* _What this task involves_
Make an exact copy of the records, with the images left out.

* _Supplied entries_
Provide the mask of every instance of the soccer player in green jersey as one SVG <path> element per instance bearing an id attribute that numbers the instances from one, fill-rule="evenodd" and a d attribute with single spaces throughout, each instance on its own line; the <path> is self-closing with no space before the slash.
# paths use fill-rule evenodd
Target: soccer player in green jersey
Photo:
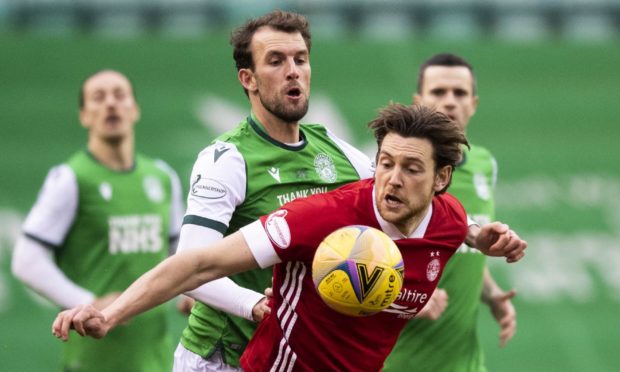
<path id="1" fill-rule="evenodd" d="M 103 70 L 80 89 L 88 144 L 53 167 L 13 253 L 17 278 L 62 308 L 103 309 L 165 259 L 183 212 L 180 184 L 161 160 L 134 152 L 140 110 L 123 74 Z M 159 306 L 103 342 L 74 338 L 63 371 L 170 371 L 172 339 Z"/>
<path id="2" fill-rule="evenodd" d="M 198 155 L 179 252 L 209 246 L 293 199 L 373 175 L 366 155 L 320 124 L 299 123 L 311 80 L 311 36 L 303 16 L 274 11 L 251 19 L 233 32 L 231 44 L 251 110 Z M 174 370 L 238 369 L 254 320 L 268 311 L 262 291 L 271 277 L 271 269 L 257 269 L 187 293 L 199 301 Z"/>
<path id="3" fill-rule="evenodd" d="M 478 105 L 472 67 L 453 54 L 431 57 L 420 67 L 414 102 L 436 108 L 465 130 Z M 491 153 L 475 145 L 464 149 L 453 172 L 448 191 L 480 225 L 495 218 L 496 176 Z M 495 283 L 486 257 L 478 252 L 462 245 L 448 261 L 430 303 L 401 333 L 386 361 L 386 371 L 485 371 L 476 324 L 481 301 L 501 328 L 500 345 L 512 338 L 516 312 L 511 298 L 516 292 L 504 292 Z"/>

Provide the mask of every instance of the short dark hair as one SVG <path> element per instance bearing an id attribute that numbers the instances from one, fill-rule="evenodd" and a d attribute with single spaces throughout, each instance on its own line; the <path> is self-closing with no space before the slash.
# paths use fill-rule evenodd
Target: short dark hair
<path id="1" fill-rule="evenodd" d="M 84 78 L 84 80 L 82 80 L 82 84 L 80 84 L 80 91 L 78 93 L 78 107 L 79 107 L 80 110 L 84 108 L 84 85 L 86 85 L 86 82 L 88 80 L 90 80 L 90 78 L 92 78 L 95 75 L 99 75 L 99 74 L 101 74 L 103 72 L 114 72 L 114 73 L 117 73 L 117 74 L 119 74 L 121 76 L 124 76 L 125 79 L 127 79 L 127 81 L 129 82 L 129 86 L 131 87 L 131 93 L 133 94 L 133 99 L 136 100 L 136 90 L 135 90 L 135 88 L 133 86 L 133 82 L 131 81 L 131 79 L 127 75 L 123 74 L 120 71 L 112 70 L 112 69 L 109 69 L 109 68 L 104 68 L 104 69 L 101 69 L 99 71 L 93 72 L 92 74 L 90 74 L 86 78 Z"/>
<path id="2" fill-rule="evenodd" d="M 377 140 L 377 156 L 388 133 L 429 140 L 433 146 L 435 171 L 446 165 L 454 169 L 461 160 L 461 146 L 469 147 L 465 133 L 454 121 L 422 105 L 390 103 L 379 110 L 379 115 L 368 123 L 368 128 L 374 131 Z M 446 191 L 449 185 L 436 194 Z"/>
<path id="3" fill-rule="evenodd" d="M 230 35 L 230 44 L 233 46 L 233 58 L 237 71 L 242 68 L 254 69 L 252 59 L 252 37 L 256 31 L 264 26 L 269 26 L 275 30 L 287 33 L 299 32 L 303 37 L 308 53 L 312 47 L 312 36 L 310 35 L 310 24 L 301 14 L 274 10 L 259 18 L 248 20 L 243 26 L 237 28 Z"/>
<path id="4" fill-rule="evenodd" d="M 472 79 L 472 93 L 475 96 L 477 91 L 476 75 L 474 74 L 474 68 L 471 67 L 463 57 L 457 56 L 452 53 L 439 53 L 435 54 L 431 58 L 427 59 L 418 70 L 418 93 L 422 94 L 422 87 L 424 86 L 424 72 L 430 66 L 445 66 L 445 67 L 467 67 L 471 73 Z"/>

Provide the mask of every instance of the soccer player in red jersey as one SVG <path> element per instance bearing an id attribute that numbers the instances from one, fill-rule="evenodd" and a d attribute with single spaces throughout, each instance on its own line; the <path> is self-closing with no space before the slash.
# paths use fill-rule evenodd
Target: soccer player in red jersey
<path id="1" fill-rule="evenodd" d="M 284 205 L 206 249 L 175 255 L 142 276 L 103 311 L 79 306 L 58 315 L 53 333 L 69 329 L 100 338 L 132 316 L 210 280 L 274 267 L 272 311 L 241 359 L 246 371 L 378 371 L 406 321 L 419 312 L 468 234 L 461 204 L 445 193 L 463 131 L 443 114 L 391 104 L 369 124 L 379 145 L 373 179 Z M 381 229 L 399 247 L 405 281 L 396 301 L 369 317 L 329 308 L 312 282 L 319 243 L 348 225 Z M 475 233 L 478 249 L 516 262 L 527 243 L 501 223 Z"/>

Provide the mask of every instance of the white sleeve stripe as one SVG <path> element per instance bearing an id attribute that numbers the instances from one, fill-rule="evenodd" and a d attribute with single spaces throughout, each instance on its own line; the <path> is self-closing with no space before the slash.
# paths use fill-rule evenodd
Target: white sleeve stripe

* _Exercise response_
Provide the mask of every instance of the soccer player in green jersey as one SVG <path> element per instance bearing an id attribute that numbers the instances from one, fill-rule="evenodd" and a d attribute with single spaces throughout, each instance on its own line; the <path> is self-closing with no space before the slash.
# paths use fill-rule evenodd
Target: soccer player in green jersey
Photo:
<path id="1" fill-rule="evenodd" d="M 103 70 L 80 89 L 88 144 L 53 167 L 13 253 L 17 278 L 62 308 L 103 309 L 165 259 L 183 212 L 180 184 L 161 160 L 134 152 L 140 110 L 123 74 Z M 159 306 L 103 342 L 74 338 L 63 371 L 170 371 L 172 339 Z"/>
<path id="2" fill-rule="evenodd" d="M 198 155 L 179 252 L 209 246 L 293 199 L 373 175 L 366 155 L 320 124 L 299 123 L 311 80 L 311 36 L 303 16 L 274 11 L 251 19 L 233 32 L 231 44 L 251 110 Z M 174 370 L 238 369 L 254 320 L 268 311 L 262 291 L 271 277 L 271 269 L 257 269 L 187 293 L 199 301 Z"/>
<path id="3" fill-rule="evenodd" d="M 478 105 L 472 67 L 453 54 L 431 57 L 420 67 L 414 102 L 436 108 L 465 130 Z M 491 153 L 475 145 L 464 149 L 453 172 L 448 191 L 480 225 L 495 218 L 496 176 Z M 495 283 L 486 257 L 478 252 L 462 245 L 448 261 L 430 303 L 401 333 L 386 361 L 386 371 L 485 371 L 476 324 L 481 301 L 501 328 L 500 345 L 512 338 L 516 312 L 511 298 L 516 292 L 504 292 Z"/>

Provide the mask of every instance of the short dark hair as one SVG <path> element per instance bearing an id attribute that numbers the instances from one, fill-rule="evenodd" and a d attribute with single spaces throughout, each instance on its own line; the <path> is self-closing with no space before the slash.
# paths use fill-rule evenodd
Target: short dark hair
<path id="1" fill-rule="evenodd" d="M 84 78 L 84 80 L 82 80 L 82 84 L 80 84 L 80 91 L 78 93 L 78 107 L 79 107 L 80 110 L 84 108 L 84 85 L 86 85 L 86 82 L 88 80 L 90 80 L 90 78 L 92 78 L 95 75 L 99 75 L 99 74 L 101 74 L 103 72 L 114 72 L 114 73 L 117 73 L 117 74 L 119 74 L 121 76 L 124 76 L 125 79 L 127 79 L 127 81 L 129 82 L 129 86 L 131 87 L 131 93 L 133 94 L 133 99 L 136 100 L 136 90 L 135 90 L 135 88 L 133 86 L 133 82 L 131 81 L 131 79 L 127 75 L 123 74 L 120 71 L 112 70 L 112 69 L 109 69 L 109 68 L 104 68 L 104 69 L 101 69 L 99 71 L 93 72 L 92 74 L 90 74 L 86 78 Z"/>
<path id="2" fill-rule="evenodd" d="M 377 140 L 377 156 L 388 133 L 429 140 L 433 146 L 435 171 L 446 165 L 454 169 L 461 160 L 461 146 L 469 147 L 465 133 L 454 121 L 422 105 L 390 103 L 379 110 L 379 115 L 368 123 L 368 128 L 374 131 Z M 446 191 L 449 185 L 436 194 Z"/>
<path id="3" fill-rule="evenodd" d="M 230 35 L 230 44 L 233 46 L 233 58 L 237 71 L 242 68 L 254 69 L 252 59 L 252 37 L 256 31 L 264 26 L 269 26 L 275 30 L 287 33 L 299 32 L 303 37 L 308 53 L 312 47 L 312 36 L 310 35 L 310 24 L 301 14 L 274 10 L 259 18 L 248 20 L 243 26 L 237 28 Z"/>
<path id="4" fill-rule="evenodd" d="M 472 79 L 472 93 L 475 96 L 477 91 L 476 75 L 474 74 L 474 68 L 471 67 L 463 57 L 457 56 L 452 53 L 439 53 L 435 54 L 431 58 L 427 59 L 418 70 L 418 93 L 422 94 L 422 87 L 424 86 L 424 72 L 430 66 L 445 66 L 445 67 L 467 67 L 471 73 Z"/>

Provide the mask of every instance of the soccer player in red jersey as one SVG <path> element per instance bearing an id attribute that numbers the instances from one, fill-rule="evenodd" and a d attribute with single spaces throughout, each instance on its own line; the <path> is self-closing with no space before the slash.
# paths use fill-rule evenodd
Target: soccer player in red jersey
<path id="1" fill-rule="evenodd" d="M 284 205 L 206 249 L 175 255 L 142 276 L 103 311 L 79 306 L 58 315 L 53 333 L 69 329 L 100 338 L 132 316 L 210 280 L 274 267 L 272 311 L 241 359 L 246 371 L 378 371 L 406 321 L 419 312 L 468 234 L 461 204 L 445 193 L 463 131 L 443 114 L 391 104 L 369 124 L 379 145 L 373 179 Z M 381 229 L 399 247 L 405 281 L 396 301 L 369 317 L 329 308 L 312 282 L 319 243 L 348 225 Z M 475 233 L 478 249 L 516 262 L 527 243 L 501 223 Z"/>

Provide the mask of every instance of the white sleeve stripe as one SVG <path> element per instance bearing an id attribute that numbers the instances from one, fill-rule="evenodd" and a d attribute with single spaces throughout, each instance on its own line; the <path> is self-closing with no space before the slash.
# paths use fill-rule evenodd
Target: white sleeve stripe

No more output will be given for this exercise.